## Data listing
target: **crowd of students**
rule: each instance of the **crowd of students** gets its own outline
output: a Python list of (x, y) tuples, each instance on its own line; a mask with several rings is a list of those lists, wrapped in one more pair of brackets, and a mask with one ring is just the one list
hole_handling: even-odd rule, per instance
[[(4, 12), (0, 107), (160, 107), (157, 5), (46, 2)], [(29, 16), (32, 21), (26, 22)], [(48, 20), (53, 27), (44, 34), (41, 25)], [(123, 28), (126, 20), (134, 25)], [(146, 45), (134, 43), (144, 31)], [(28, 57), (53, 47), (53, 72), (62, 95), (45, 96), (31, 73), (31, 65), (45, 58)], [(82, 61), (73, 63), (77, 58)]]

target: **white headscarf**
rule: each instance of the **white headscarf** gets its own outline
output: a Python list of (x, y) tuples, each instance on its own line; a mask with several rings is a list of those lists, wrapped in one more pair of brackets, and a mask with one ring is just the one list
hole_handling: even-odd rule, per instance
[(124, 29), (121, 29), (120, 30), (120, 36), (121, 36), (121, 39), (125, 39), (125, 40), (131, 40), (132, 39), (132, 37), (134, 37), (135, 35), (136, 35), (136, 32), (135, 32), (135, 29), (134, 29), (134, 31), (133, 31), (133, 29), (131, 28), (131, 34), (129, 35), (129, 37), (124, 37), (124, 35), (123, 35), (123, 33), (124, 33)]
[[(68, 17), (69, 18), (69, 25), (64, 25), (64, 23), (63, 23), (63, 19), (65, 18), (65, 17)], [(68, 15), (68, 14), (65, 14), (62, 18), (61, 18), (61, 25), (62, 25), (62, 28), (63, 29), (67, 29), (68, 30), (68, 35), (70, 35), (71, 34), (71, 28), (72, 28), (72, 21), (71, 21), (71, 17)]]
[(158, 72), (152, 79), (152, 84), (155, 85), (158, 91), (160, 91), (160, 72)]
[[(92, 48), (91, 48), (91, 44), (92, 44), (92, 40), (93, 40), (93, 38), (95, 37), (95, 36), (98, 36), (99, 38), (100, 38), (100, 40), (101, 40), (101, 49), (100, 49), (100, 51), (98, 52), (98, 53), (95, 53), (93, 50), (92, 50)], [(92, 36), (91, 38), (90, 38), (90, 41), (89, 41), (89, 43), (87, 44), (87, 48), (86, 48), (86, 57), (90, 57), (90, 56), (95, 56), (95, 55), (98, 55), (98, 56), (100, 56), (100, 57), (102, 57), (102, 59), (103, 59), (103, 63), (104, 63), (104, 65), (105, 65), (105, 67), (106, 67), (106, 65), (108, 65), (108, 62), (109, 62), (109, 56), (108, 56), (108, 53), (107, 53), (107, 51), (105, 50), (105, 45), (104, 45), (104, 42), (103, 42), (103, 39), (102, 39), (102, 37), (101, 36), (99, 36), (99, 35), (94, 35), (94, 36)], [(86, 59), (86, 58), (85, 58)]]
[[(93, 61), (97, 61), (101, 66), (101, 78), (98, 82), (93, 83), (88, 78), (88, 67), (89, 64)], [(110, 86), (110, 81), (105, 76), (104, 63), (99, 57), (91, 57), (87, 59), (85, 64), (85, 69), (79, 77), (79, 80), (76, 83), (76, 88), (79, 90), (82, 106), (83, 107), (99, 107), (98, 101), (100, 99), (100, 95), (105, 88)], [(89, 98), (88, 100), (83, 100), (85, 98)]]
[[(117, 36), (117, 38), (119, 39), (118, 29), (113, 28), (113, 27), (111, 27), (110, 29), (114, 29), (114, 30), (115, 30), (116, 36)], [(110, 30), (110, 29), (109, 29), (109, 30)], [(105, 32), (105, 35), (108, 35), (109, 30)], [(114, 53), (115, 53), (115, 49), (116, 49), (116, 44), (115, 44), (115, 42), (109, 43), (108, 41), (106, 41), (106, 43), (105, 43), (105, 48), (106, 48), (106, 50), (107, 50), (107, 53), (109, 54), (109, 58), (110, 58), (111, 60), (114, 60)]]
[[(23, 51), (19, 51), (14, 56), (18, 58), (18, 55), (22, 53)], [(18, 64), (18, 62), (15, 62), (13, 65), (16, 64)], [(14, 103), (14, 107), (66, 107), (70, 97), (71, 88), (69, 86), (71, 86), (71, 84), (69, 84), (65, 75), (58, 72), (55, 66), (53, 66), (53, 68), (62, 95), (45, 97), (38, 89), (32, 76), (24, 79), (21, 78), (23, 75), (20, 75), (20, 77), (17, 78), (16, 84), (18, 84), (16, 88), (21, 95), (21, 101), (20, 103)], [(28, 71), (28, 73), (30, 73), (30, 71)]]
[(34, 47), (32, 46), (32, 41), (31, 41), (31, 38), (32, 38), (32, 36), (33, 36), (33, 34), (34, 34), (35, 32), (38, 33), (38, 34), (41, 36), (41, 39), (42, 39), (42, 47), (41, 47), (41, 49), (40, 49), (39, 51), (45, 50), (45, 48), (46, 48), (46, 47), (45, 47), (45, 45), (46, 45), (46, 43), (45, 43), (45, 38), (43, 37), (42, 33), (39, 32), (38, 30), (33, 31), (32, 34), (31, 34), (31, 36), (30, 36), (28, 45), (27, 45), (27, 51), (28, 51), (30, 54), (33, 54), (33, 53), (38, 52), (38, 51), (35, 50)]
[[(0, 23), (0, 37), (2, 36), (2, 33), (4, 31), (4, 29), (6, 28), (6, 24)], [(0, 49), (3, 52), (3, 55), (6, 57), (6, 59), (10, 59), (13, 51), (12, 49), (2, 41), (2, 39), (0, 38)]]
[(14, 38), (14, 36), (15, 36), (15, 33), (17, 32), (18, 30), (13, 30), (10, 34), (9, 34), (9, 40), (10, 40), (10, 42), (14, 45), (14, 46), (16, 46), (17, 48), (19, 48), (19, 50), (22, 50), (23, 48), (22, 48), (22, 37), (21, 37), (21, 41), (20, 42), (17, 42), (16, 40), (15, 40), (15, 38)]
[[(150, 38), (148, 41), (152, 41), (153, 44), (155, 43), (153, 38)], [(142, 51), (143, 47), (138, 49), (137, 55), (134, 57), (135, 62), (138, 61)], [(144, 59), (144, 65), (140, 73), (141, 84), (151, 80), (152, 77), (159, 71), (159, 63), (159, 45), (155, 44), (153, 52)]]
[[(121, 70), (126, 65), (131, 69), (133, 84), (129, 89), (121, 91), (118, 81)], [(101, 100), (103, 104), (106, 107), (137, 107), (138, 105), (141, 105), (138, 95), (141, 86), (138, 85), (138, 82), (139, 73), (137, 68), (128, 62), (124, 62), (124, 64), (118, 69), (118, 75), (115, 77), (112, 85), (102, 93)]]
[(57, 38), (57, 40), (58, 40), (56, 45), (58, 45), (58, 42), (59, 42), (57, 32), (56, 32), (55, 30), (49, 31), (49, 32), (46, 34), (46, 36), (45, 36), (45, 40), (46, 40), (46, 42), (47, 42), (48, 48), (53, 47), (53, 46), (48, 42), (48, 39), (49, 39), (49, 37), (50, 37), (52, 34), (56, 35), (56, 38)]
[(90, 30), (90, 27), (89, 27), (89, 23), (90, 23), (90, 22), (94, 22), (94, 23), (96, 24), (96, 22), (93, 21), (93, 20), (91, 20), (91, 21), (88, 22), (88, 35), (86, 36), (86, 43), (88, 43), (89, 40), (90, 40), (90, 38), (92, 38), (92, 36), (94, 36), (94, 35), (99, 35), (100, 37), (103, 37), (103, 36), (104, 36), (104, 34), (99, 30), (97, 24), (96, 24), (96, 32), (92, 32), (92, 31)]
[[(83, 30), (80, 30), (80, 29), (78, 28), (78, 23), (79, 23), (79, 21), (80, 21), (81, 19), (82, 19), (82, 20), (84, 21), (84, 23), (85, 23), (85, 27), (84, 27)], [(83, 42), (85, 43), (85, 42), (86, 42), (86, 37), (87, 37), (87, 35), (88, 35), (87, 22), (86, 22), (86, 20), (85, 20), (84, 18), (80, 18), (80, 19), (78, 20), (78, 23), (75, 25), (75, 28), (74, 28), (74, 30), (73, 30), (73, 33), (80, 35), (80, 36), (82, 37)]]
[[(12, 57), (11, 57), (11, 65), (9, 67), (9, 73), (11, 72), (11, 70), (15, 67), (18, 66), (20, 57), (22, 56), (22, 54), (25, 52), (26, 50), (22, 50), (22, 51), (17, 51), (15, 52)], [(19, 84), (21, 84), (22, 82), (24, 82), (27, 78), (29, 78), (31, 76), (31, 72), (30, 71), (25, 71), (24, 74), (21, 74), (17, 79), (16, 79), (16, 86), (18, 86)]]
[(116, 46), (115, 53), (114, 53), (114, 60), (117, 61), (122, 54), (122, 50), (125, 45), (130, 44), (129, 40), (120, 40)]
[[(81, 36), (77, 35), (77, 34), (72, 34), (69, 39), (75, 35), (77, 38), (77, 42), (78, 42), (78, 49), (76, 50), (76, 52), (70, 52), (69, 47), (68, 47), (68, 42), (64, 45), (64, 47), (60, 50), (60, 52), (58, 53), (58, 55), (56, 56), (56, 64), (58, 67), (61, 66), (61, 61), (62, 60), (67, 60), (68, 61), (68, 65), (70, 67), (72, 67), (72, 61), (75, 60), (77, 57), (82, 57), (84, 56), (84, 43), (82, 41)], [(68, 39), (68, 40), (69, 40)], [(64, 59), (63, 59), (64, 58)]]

## Exercise aim
Copy the data word for word, starting at its first line and ending after the line that contains "63), (77, 58)]]".

## Task result
target: **crowd of students**
rule: each instance of the **crowd of students** gets its own outline
output: a Python list of (x, y) tuples, each instance on its own line; a mask with several rings is a list of those lists, wrapped in one more pair of brackets, and a mask with one ring is just the one list
hole_handling: even-odd rule, per instance
[[(4, 12), (0, 107), (160, 107), (157, 5), (46, 2)], [(29, 16), (32, 21), (26, 22)], [(48, 20), (53, 27), (44, 34), (41, 25)], [(123, 28), (126, 20), (134, 25)], [(146, 45), (134, 43), (144, 31)], [(28, 57), (53, 47), (53, 72), (62, 95), (45, 96), (31, 73), (31, 65), (45, 58)], [(82, 61), (73, 63), (77, 58)]]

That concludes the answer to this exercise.